== Material to process ==
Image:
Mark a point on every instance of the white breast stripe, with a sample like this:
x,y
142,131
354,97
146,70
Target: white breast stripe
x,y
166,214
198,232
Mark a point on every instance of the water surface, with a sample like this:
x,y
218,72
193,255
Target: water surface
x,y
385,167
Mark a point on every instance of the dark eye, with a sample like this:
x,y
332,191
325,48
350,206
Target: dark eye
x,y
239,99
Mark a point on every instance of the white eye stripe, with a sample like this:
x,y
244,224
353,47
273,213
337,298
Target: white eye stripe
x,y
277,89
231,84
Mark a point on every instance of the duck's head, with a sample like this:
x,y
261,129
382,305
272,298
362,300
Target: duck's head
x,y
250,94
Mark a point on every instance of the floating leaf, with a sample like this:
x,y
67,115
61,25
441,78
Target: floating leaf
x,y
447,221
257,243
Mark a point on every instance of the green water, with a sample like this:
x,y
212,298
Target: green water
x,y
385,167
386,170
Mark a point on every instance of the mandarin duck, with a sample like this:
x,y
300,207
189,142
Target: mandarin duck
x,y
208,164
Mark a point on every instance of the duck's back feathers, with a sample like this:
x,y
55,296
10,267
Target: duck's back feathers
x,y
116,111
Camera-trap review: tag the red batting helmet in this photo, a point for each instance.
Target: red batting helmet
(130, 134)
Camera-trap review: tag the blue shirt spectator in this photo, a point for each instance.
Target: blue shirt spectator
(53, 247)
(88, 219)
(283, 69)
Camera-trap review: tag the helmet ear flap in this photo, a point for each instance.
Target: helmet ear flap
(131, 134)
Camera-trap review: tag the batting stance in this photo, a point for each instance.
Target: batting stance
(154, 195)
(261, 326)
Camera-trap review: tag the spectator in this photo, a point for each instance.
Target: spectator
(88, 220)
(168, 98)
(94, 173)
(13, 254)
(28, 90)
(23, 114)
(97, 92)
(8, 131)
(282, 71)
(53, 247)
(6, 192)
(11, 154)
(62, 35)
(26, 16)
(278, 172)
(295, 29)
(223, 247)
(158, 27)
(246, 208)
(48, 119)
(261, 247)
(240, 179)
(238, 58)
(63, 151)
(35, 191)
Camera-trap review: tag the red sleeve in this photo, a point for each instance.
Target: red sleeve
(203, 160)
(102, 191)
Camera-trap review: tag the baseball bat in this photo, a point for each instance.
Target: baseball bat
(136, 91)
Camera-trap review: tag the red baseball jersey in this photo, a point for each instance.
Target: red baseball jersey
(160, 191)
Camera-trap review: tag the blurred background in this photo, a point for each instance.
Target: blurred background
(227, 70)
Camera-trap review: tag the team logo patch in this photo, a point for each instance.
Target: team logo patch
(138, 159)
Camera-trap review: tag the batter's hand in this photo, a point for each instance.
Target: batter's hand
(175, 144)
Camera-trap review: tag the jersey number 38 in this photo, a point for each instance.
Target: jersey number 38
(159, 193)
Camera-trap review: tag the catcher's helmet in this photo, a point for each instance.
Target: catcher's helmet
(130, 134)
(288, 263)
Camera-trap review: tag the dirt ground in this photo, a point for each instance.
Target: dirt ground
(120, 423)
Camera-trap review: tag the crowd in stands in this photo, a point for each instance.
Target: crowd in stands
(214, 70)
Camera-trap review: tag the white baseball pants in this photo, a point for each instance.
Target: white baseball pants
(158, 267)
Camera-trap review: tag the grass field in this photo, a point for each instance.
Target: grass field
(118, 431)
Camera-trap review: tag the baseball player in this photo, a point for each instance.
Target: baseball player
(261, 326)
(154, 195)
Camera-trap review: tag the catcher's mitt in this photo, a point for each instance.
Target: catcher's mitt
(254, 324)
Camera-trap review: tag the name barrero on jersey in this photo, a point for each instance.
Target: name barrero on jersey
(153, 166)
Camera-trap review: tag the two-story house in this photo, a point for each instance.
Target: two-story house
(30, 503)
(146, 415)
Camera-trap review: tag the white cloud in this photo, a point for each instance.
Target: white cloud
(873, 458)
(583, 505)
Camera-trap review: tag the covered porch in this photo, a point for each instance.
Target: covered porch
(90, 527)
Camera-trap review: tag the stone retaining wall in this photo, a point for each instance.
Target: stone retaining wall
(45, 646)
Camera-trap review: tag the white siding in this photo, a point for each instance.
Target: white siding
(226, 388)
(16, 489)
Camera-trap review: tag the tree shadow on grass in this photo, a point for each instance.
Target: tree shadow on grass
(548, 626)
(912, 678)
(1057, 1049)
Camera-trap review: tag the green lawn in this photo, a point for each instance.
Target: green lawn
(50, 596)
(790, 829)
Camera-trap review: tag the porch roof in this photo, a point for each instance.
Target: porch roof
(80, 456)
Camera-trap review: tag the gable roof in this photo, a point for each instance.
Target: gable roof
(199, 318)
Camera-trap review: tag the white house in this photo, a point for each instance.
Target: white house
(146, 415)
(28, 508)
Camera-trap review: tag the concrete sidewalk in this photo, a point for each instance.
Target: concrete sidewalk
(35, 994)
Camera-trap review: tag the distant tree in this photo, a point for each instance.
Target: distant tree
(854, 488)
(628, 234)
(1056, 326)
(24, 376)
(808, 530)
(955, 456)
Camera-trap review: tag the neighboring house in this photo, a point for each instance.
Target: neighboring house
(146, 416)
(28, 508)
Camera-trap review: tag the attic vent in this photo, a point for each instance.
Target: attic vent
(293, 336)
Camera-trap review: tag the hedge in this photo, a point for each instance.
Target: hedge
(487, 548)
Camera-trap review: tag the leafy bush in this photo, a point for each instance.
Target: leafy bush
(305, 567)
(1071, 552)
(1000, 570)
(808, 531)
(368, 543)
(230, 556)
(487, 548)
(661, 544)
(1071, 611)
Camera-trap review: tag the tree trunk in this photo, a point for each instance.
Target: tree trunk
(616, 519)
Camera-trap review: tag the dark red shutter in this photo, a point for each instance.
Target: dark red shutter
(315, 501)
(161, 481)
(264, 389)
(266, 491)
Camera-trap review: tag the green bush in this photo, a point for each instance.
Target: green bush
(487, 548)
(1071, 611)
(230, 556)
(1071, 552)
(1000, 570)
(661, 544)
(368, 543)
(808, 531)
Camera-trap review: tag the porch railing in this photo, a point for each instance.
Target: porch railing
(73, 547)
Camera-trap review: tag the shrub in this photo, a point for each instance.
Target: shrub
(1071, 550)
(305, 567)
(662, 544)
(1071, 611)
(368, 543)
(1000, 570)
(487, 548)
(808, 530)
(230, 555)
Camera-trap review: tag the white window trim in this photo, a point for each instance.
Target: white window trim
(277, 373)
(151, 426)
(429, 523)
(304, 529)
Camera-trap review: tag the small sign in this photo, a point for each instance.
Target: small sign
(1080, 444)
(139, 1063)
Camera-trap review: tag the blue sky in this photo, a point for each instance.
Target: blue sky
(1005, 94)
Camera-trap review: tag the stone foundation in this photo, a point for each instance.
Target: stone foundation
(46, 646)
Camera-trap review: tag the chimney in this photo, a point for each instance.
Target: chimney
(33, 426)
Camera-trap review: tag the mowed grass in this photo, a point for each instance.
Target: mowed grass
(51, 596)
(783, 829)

== Assignment ==
Your task is to say how many lines in the entries above contain the word "with". Please write only the number.

== Written reply ==
9